* [Text passage]
Home canned pickled beets, chokecherry syrup and rhubarb crisp from the Berg’s were relished throughout our trip. The Crazy MountIns loomed in the distance as we left Big Timber.
The Yellowstone River was running high and fast beside the interstate highway.
North on Highway 89 through Wilsall, MT where the Shields River was out of its banks. North toward the Belt Mountains with lunch at White Sulphur Springs. Higher we climb into the Little Belt Mountains where the outdoor temperature dived to 39 degrees.
Montana Fiddle Camp. We set up camp at the church camp near Monarch along Belt Creek where the Camp is held.
Luci’s neighbors are all vintage trailers including a Silver Streak owned by the McGeehes, Jill Flikkema’s blue and white trailer and Penny Callender’s Airstream. The weather was beautiful most of the week so I hiked up the hill for a shot of camp.
Fred Buckley recited the camp rules on the first evening before the instructors took turns playing a sample of their specialty instrument and Dot gave an example of clogging.
This was the schedule of instruction, workshops and evening entertainment for the week.
The instructors; some pose, one meditates.
These were Dave’s students. The week concluded with the student concert.
Dave enjoyed playing some tunes with Suzanne McGeehee and Jill Flikkema.
Katelyn Buckley played bass with Dave and with the Buckley family band. Dave catches her making a face. His set list is taped to her bass.
Before breakfast is served, Chirps Smith and whoever is around plays music. Everyone missed having Warrie Means in camp this year to accompany Chirps. Dot requested that Dave compose a tune for Chirps to play and suggested the name be “Warrie in the Morning.” The tune/video can be found on You Tube.
The music-filled week is over and another set of heartfelt farewells. On to Great Falls, MT and the next big adventure. Dick’s RV Park and a shady pad for Luci will be our home for a couple of nights. This is a fairly nice park with short term and long term sites. We dropped our laundry off at a laundromat for a treat of not spending half a day in the laundromat. We picked it up after a day of visiting the Russell Museum and the Lewis and Clark National Historical Trail Interpretive Center.
The Interpretive Center is full of great information on the entire 8000 mile Lewis and Clark journey to find a passage to the west coast and the return trip.
Dave discovered that a former student, Neil Hamm, from his teaching days in Neligh NE, now lives in Great Falls so he contacted him. Neil and his wife invited us over for dinner one night. They both had fun recollecting those high school days and sharing information about their present lives.
Fort Benton is our next stop. Our adventure begins as Luci is installed in the Canoe Launch Campground at the fairgrounds close to the Missouri River. We have electricity only but a nice pad with trees and shrubs for privacy. A pit toilet is available and showers are in a building nearby in the fairgrounds. The bluffs across the river are spectacular in the evening light.

* [Information shown]
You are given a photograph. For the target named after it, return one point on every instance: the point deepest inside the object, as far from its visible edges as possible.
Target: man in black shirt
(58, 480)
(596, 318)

* [Exercise prompt] According to the travel journal, what temperature did the outdoor thermometer drop to in the Little Belt Mountains? The data is not needed for the task that follows.

* [Expected answer] It dropped to 39 degrees.